- _DATA_:
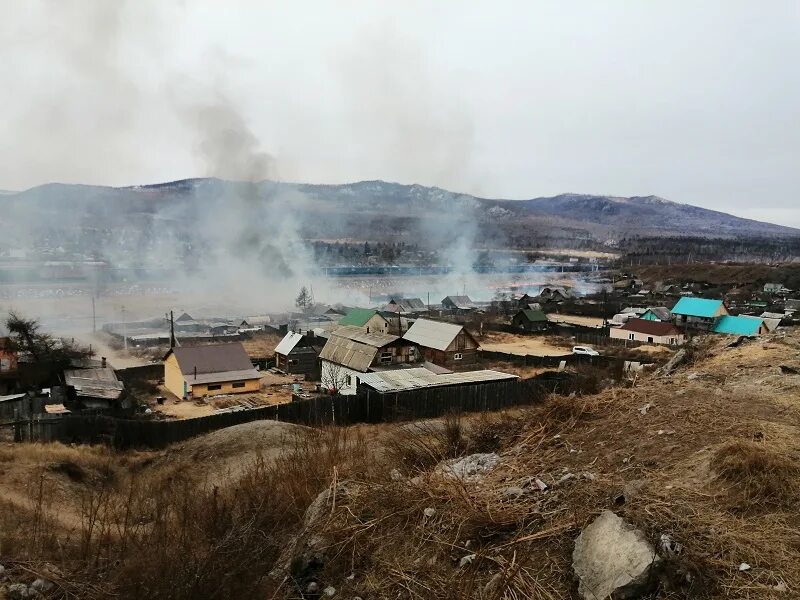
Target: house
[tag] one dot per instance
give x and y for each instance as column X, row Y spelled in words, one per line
column 741, row 325
column 367, row 319
column 94, row 389
column 199, row 371
column 773, row 288
column 792, row 305
column 447, row 344
column 649, row 332
column 405, row 305
column 530, row 320
column 350, row 351
column 698, row 313
column 462, row 303
column 295, row 355
column 656, row 313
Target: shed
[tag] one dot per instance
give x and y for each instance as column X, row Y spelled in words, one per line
column 210, row 370
column 447, row 344
column 740, row 325
column 295, row 355
column 530, row 320
column 463, row 303
column 368, row 319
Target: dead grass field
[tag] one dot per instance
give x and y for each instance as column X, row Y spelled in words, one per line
column 708, row 456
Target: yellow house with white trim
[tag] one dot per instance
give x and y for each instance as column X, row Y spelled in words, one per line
column 198, row 371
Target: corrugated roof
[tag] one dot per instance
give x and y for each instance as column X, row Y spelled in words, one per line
column 349, row 353
column 358, row 317
column 462, row 302
column 287, row 344
column 432, row 334
column 697, row 307
column 741, row 325
column 534, row 316
column 659, row 328
column 408, row 379
column 213, row 358
column 662, row 313
column 94, row 383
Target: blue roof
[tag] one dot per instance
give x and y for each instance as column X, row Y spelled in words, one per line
column 697, row 307
column 738, row 325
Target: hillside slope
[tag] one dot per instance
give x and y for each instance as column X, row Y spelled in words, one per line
column 709, row 456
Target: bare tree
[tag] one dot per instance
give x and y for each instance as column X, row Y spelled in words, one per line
column 303, row 300
column 334, row 377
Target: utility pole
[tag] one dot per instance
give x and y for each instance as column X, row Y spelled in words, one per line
column 171, row 330
column 124, row 329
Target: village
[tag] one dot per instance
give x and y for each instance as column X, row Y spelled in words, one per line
column 179, row 367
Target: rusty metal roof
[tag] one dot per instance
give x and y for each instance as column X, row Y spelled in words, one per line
column 408, row 379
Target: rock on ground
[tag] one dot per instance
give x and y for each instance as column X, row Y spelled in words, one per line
column 470, row 467
column 613, row 559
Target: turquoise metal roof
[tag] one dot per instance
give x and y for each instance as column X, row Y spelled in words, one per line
column 738, row 325
column 697, row 307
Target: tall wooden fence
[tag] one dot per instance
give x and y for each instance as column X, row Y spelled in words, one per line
column 366, row 407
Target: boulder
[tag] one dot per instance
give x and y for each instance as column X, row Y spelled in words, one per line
column 613, row 559
column 470, row 467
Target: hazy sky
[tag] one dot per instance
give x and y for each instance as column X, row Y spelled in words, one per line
column 698, row 102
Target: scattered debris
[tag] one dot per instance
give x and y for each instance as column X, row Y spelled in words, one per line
column 466, row 560
column 673, row 363
column 613, row 559
column 513, row 492
column 470, row 467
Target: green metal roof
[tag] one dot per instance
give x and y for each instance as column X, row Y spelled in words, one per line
column 358, row 317
column 697, row 307
column 740, row 325
column 534, row 316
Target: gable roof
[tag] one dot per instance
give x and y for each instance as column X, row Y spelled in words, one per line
column 740, row 325
column 213, row 359
column 354, row 348
column 94, row 383
column 287, row 344
column 358, row 317
column 433, row 334
column 697, row 307
column 654, row 328
column 534, row 316
column 462, row 302
column 662, row 313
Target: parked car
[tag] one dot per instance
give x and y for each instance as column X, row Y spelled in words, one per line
column 585, row 350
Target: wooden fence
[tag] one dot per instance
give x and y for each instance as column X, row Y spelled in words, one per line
column 366, row 407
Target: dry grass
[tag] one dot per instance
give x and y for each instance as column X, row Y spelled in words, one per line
column 714, row 458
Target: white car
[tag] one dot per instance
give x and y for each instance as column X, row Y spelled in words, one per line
column 585, row 350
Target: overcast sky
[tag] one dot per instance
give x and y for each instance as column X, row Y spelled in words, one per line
column 697, row 102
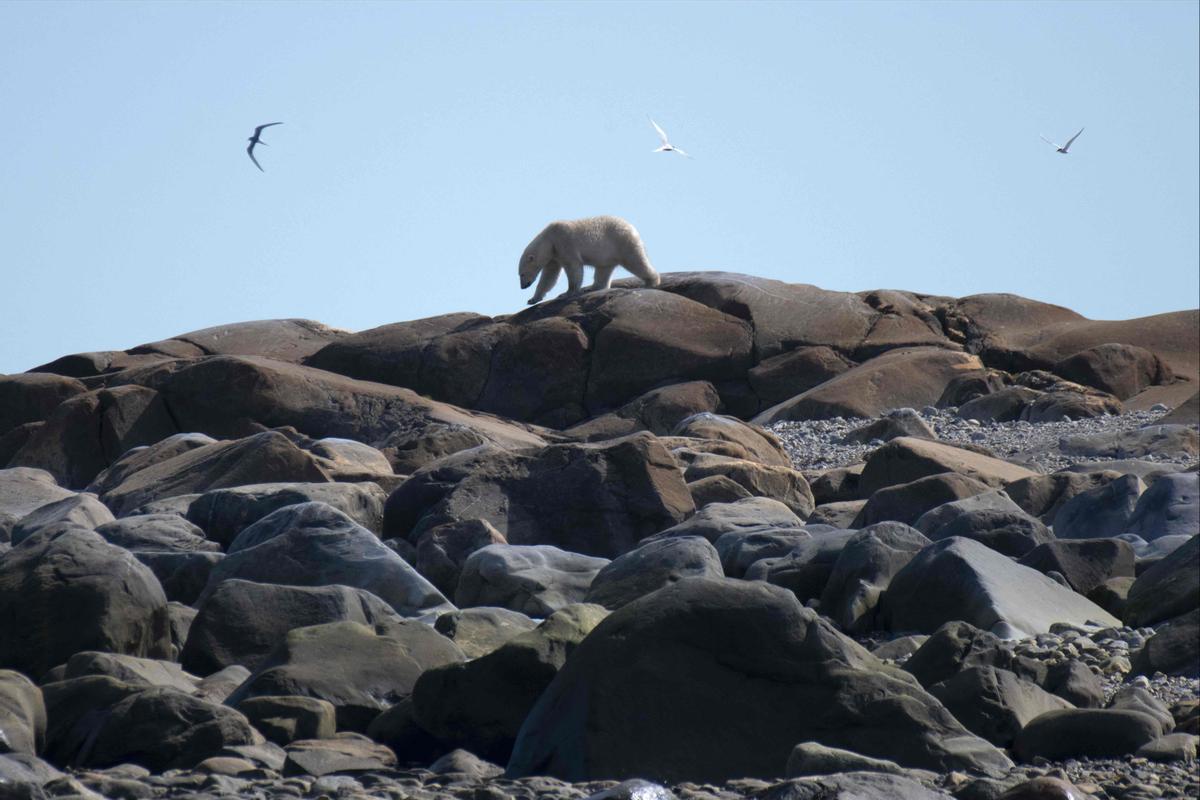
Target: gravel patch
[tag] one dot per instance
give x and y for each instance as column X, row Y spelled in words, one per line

- _EXERCISE GOAL_: Transcribe exactly the span of lines from the line holding "Target: green metal roof" through the last line above, both included. Pictures stay out.

- _OUTPUT FOR THIS TASK_:
Target: green metal roof
[tag] one dot per instance
give x and y for each instance as column X, row Y spelled in words, one per line
column 358, row 317
column 697, row 307
column 740, row 325
column 534, row 316
Target: gable roof
[tag] one dot per instance
give x and y for each instance as column X, row Y spelled in words, one per line
column 740, row 325
column 213, row 359
column 354, row 348
column 94, row 383
column 287, row 344
column 358, row 317
column 433, row 334
column 697, row 307
column 654, row 328
column 534, row 316
column 462, row 302
column 662, row 313
Target: parked car
[tag] one dot per instance
give x and y for each instance as column X, row Y spelled in words, one per line
column 585, row 350
Target: wooden fence
[tag] one dot per instance
give x and y for each instance as column X, row Y spelled in words, one per line
column 366, row 407
Target: dry grass
[tag] one dot per instance
give x and y for each instance as column X, row Y spelled in words, one per line
column 714, row 458
Target: white car
[tag] one dot per instance
give x and y for each instance as column X, row Y spelled in words, one per line
column 585, row 350
Target: overcast sky
[tag] one dot per instance
give x and y for each instance as column X, row Y spelled in words, one per line
column 697, row 102
Target: gravel patch
[tag] one dot per instance
give x and y for each instance as column X, row Y spelled in words, one per line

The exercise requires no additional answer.